• **DIRECTION**
Copy all of the entries below word for word, leaving every line unchanged.

• **RECORDS SHOWN**
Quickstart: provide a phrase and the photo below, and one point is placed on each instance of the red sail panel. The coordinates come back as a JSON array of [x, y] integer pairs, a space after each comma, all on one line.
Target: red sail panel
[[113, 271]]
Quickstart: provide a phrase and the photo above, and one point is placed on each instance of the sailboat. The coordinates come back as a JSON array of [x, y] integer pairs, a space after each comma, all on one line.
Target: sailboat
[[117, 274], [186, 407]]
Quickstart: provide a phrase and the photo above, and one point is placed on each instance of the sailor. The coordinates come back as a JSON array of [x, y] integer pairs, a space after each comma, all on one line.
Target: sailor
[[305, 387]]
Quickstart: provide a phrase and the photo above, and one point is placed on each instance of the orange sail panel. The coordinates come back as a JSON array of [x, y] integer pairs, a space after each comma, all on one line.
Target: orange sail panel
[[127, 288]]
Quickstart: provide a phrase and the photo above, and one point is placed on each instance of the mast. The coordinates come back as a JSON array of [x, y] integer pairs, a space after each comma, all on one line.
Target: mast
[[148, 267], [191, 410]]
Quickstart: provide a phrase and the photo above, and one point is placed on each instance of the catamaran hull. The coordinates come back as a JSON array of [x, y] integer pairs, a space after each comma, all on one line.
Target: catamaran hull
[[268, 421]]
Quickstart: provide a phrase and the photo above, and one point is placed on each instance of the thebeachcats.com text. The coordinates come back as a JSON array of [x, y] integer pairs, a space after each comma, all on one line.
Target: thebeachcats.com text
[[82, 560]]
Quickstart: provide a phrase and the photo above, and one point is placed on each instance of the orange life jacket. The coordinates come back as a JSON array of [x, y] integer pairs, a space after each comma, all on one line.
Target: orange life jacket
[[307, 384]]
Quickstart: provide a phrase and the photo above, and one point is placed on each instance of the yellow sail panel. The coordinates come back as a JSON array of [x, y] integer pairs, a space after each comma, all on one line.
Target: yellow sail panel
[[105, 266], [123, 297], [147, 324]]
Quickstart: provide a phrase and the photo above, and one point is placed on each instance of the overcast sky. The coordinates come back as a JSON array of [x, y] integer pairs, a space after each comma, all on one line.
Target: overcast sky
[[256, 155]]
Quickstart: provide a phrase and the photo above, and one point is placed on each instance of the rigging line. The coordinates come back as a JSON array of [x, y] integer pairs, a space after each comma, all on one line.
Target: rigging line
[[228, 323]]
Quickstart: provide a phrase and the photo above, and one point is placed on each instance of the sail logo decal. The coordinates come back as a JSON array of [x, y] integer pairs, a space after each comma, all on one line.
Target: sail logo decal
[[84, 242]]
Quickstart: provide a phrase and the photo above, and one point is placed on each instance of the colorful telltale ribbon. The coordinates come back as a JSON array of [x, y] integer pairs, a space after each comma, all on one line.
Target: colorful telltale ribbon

• **RESULT**
Quickstart: provide a phrase and the photo below, and one point is placed on each instance of the red sail panel. The coordinates come back as a JSON array of [x, y] integer pairs, a space after each comma, all on one line.
Target: red sail panel
[[113, 271]]
Quickstart: provide a phrase and the photo above, and one point is placed on each instance of the sailboat. The coordinates come back as a JSON array of [x, y] integer pairs, a space after each comma, all on one line.
Target: sailboat
[[117, 274], [186, 407]]
Quickstart: provide a phrase and the photo above, and one point is placed on each instance of the sailor. The coordinates come back as a JSON array of [x, y] integer pairs, a space after each comma, all on one line.
Target: sailor
[[305, 387]]
Quickstart: provide a phrase and the photo above, and one point is placed on each instance of the orange sail panel. The coordinates come back as a JSON array of [x, y] integer pairs, a space after each comma, all on one line.
Target: orange sail panel
[[127, 288]]
Quickstart: provide a phrase and the photo above, and one point is placed on each instance of the mast. The coordinates come back as a JSON array of [x, y] integer pairs, a space after each comma, all on one line.
Target: mast
[[148, 267], [191, 410]]
Quickstart: provide a phrase and the photo above, and one point is placed on each instance of the catamaran hull. The coordinates come back as a JSON array of [x, y] integer pairs, a space after each comma, all on one line.
Target: catamaran hull
[[268, 421]]
Quickstart: provide a phrase and the photo above, and one point is placed on each instance of the thebeachcats.com text. The coordinates come back as a JSON array of [x, y] integer pairs, a space after each comma, all on one line.
Target: thebeachcats.com text
[[82, 560]]
Quickstart: provide a phrase and the photo above, and one point is placed on each instance of the orange life jacket. The coordinates come back as a JSON array of [x, y] integer pairs, a space after each comma, all on one line.
Target: orange life jacket
[[307, 384]]
Quickstart: provide a phrase and the photo above, and one point is placed on each instance of the yellow sail panel. The coordinates come back as a JSON array of [x, y] integer pairs, a space after each comma, all on one line.
Target: yellow sail panel
[[105, 266], [123, 297], [147, 324]]
Quickstart: provide a phrase and the photo above, and one point is placed on each instance of the overcast sky. The coordinates come back as a JSON array of [x, y] integer pairs, a space after each comma, all on one line.
Target: overcast sky
[[256, 155]]
Quickstart: provide a phrase and the photo above, and one point is placed on each instance of the rigging line. The coordinates come back as a JSON array of [x, y] integer pairs, a space after each comma, all on one line.
Target: rigging line
[[228, 323]]
Quickstart: provide a phrase and the photo above, and one point is placed on each instance of the sail logo decal. The coordinates come back as a JSON array of [x, y] integer pairs, a space after each comma, all on one line.
Target: sail logo decal
[[84, 242]]
Quickstart: provide a phrase and the photo above, and one point is placed on each instance of the colorful telltale ribbon. The coordinates come back as a JSON array of [x, y] integer pairs, a space after each comma, all on one line.
Target: colorful telltale ribbon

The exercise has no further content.